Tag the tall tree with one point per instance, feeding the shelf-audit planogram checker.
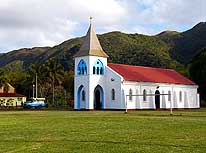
(55, 74)
(3, 79)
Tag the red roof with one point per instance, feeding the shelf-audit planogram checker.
(148, 74)
(11, 95)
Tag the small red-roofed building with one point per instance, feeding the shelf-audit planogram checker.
(9, 97)
(102, 85)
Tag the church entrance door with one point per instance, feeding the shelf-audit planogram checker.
(157, 99)
(98, 98)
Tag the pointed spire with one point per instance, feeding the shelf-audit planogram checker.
(91, 45)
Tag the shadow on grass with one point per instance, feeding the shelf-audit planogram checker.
(107, 142)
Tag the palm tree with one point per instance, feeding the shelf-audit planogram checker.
(37, 69)
(3, 79)
(55, 74)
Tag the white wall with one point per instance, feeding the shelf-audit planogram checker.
(89, 81)
(189, 95)
(112, 81)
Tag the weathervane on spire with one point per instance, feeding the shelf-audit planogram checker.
(90, 18)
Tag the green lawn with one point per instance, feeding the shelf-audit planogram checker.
(102, 131)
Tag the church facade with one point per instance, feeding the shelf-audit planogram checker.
(102, 85)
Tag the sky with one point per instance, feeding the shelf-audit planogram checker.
(35, 23)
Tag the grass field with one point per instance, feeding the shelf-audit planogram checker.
(102, 131)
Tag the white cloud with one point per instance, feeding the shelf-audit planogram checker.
(41, 23)
(27, 23)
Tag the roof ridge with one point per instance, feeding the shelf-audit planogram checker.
(143, 66)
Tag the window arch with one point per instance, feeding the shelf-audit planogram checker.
(169, 95)
(180, 96)
(113, 94)
(144, 95)
(82, 68)
(130, 94)
(83, 95)
(98, 68)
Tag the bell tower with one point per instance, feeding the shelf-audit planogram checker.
(89, 80)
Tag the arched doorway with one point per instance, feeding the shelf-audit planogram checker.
(157, 99)
(98, 98)
(79, 96)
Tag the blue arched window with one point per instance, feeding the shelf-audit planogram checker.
(98, 67)
(82, 68)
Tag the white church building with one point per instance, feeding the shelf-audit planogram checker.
(102, 85)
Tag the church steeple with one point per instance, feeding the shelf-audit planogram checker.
(91, 45)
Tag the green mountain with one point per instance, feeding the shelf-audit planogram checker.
(164, 50)
(185, 45)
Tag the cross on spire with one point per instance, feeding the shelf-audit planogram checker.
(90, 19)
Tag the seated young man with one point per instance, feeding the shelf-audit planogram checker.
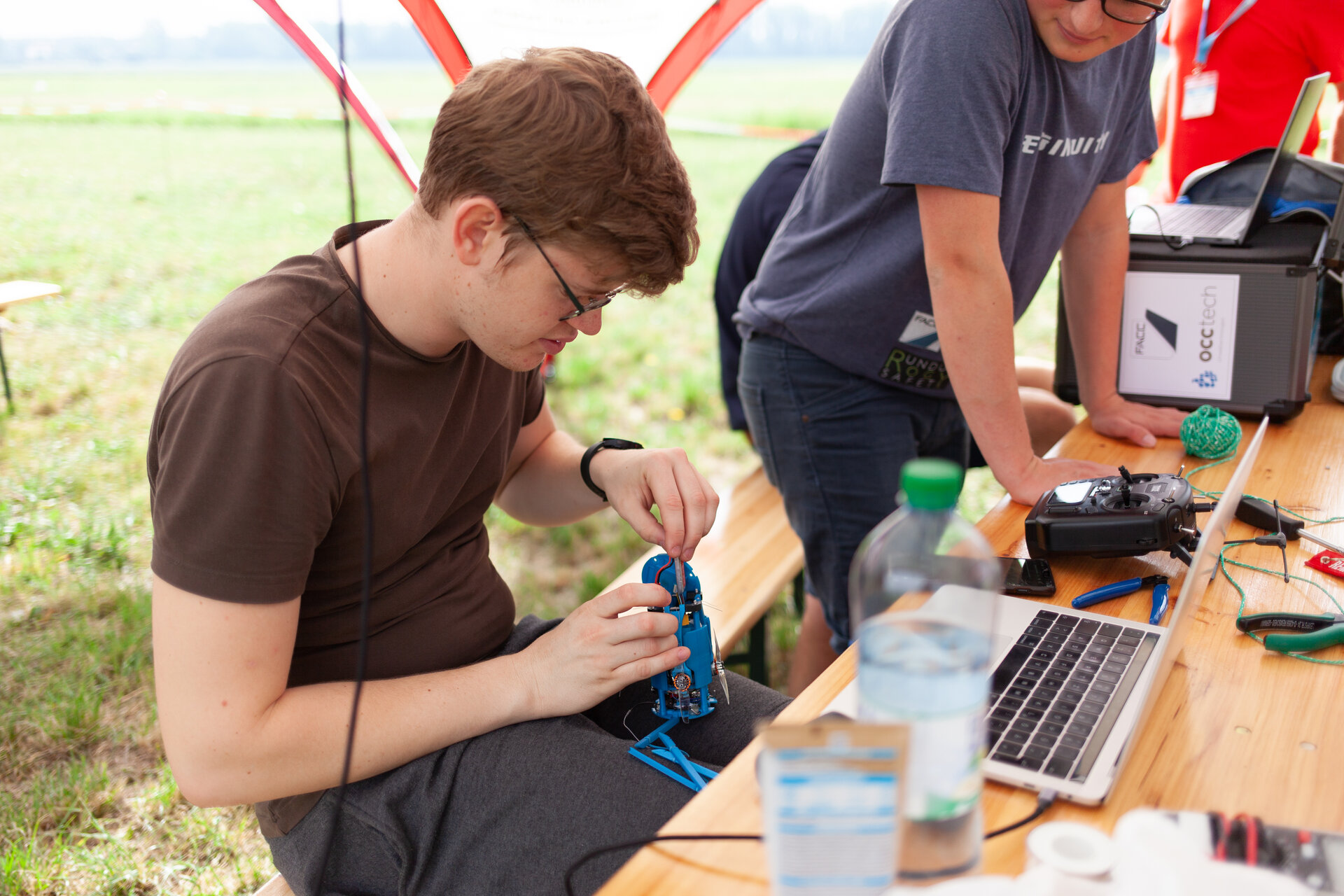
·····
▶ _Assigned task_
The job is to set down the whole listing exactly, excluding any images.

▶ _Task output_
Tag the tall tree with one point per instance, feeding the shelf-audit planogram checker.
(55, 74)
(3, 79)
Tag the red roof with one point per instance, feeding the shelf-audit planogram checker.
(148, 74)
(11, 95)
Tag the small red-roofed building with one point per instance, feeding the shelf-audit planogram checker.
(9, 97)
(102, 85)
Tag the church entrance door with one point per instance, feeding the shelf-audit planogram checker.
(157, 99)
(98, 98)
Tag the pointed spire with one point per instance, feeding the shelf-audit planogram checker.
(91, 45)
Tag the shadow on grass with one point per instance, feeding the shelf-audit planogram checker.
(107, 142)
Tag the palm tree with one point per instance, feeding the shelf-audit planogram checker.
(37, 69)
(3, 79)
(55, 74)
Tag the white wall with one point per instance, feeding the shelf-audit planogram checker.
(89, 81)
(189, 95)
(112, 81)
Tag the weathervane on spire with one point per instance, feeding the shelf-audit planogram checker.
(90, 18)
Tag the green lawn with one point per instance, feeding the shelf-audit planogram checker.
(102, 131)
Tag the church facade with one point per instance, feeding the shelf-audit planogram checker.
(102, 85)
Tag the sky with one point per instance, feeding the shelf-audit planogram checker.
(35, 23)
Tag the grass field with one point per instance, feeding the shelf-audit planogram checker.
(102, 131)
Tag the white cloud with one point per instance, feeding the shelf-audit planogram checker.
(41, 23)
(27, 23)
Tag the roof ridge with one point per instance, feeding the shelf-audit planogram checker.
(143, 66)
Tag the window arch with one point per instance, feeding the shelf-audit planogram checker.
(169, 95)
(180, 96)
(113, 94)
(144, 95)
(82, 68)
(130, 94)
(83, 95)
(98, 68)
Tag the bell tower with one point per instance, feeding the shelf-audit planogram checker.
(89, 80)
Tag the arched doorway with one point per instance, feeding the shelf-audit planogram checker.
(157, 99)
(98, 98)
(79, 96)
Tag the blue arched window with one point per instance, feeding the shelf-audit planogram checker.
(98, 67)
(82, 68)
Tag the white church building with one point per instance, feeding the shelf-audit planogram checker.
(102, 85)
Tag the church steeple with one point per instance, feeding the shelf-audit planogram checker.
(91, 45)
Tag the green mountain with one point per instance, feeding the shelf-audit planogram checker.
(164, 50)
(185, 45)
Tag the cross on spire with one point per instance, feeding the shelf-audit planogram checker.
(90, 19)
Tag the seated young man with one point per instance, feeding the shelf-audit planogram checker.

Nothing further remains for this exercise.